§ **SELECTED EXCERPT**
········

Considerable efforts have been made to inhibit Mg dendrites, such as fabrication of the protective solid electrolyte interface, construction of three-dimensional (3D) hosts, and optimization of liquid/solid-state electrolytes.18-24 According to Sand's model, design of 3D hosts or scaffolds for a Mg metal anode could reduce the local current density and prevent volume changes, so as to inhibit the growth of Mg dendrites during repeated cycles.25, 26 Song et al.'s27 group designed a 3D VNCA@C substrate, with N- and O-doped carbon fiber, to serve as a Mg anode, which could homogenize the current distribution and promote uniform deposition of Mg. Nonetheless, 3D scaffolds with sophisticated and magnesiophilic surfaces are still very much required to further improve the electrochemical performances of LMBs. Furthermore, the fundamental mechanism governing the process of Mg electrodeposition/dissolution onto the engineered host remains in its nascent stages.

········

§ **DATASET ROWS**
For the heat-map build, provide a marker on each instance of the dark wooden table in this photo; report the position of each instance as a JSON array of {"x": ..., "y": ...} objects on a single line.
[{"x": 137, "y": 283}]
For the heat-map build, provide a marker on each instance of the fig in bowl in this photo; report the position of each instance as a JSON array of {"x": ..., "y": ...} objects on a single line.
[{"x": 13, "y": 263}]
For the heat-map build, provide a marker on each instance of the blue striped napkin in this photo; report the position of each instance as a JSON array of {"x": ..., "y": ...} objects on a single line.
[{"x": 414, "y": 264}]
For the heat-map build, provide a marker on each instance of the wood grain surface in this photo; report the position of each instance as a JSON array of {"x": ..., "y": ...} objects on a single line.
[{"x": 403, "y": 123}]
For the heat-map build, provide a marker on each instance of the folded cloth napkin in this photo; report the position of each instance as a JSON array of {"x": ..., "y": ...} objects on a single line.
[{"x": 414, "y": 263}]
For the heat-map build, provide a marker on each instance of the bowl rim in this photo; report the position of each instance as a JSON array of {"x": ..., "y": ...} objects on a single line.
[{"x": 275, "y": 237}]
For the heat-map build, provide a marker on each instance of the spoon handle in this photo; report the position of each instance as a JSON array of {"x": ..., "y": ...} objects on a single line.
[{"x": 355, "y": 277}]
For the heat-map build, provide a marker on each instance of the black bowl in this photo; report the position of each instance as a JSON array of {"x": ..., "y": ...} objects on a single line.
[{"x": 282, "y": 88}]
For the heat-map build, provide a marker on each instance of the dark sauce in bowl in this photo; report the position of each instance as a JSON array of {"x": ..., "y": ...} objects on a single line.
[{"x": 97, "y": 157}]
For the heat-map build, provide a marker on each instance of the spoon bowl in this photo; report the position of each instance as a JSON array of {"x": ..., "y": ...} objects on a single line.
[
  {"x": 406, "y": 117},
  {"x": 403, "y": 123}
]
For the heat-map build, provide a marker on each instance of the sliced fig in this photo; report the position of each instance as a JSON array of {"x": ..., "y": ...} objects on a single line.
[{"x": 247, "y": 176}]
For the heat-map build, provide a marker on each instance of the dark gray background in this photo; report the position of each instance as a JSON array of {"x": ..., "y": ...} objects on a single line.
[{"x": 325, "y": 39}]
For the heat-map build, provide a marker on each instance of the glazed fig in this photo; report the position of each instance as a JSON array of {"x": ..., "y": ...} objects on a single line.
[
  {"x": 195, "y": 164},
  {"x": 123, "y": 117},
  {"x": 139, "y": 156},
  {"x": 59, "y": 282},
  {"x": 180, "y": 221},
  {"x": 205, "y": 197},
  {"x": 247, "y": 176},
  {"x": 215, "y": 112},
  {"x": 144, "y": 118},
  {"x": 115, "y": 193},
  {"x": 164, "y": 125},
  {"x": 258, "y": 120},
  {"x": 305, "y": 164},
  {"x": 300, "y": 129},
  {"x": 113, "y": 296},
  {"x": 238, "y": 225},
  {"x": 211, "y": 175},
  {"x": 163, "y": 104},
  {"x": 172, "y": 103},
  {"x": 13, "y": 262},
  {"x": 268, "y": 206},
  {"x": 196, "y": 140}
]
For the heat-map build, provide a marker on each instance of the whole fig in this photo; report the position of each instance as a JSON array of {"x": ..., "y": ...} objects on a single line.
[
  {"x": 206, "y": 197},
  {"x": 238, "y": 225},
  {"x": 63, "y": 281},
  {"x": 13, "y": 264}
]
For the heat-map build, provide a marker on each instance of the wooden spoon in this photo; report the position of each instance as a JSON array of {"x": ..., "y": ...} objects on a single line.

········

§ **AIM 1**
Translate into Spanish this sentence from the passage on magnesium dendrites: "Furthermore, the fundamental mechanism governing the process of Mg electrodeposition/dissolution onto the engineered host remains in its nascent stages."
§ **AIM 2**
Pick up the passage on magnesium dendrites after its final sentence and continue it with one further paragraph.

§ **RESULT 1**
Además, el mecanismo fundamental que rige el proceso de electrodeposición/disolución de Mg sobre la matriz anfitriona diseñada se encuentra todavía en sus etapas iniciales.

§ **RESULT 2**
Epitaxial electrodeposition has been carried out with the aim of promoting homogeneous deposition in rechargeable Zn- and Li-ion batteries.28-31 During the epitaxial electrodeposition procedure, an epilayer interphase with low lattice parameters that was a misfit with the substrate was designed to facilitate heteroepitaxial nucleation under low residual stresses. The well-aligned graphene-modified electrode was developed to ideally match the Zn metal, driving Zn deposition with the planform and locked crystallographic orientation.32 In addition, the homogeneous modified coatings were fabricated to enable homoepitaxial growth of Li metal during the electrodeposition procedure.31 However, the reported layers used for epitaxial electrodeposition were usually 2D nanosheet materials, such as graphene, SnS2, and so forth, with a relatively low specific surface area. In this vein, the hierarchically porous electrode was anticipated to promote heteroepitaxial electrodeposition through an interplay of factors, including reduction of local current density and facilitation of uniform deposition while maintaining a fixed orientation.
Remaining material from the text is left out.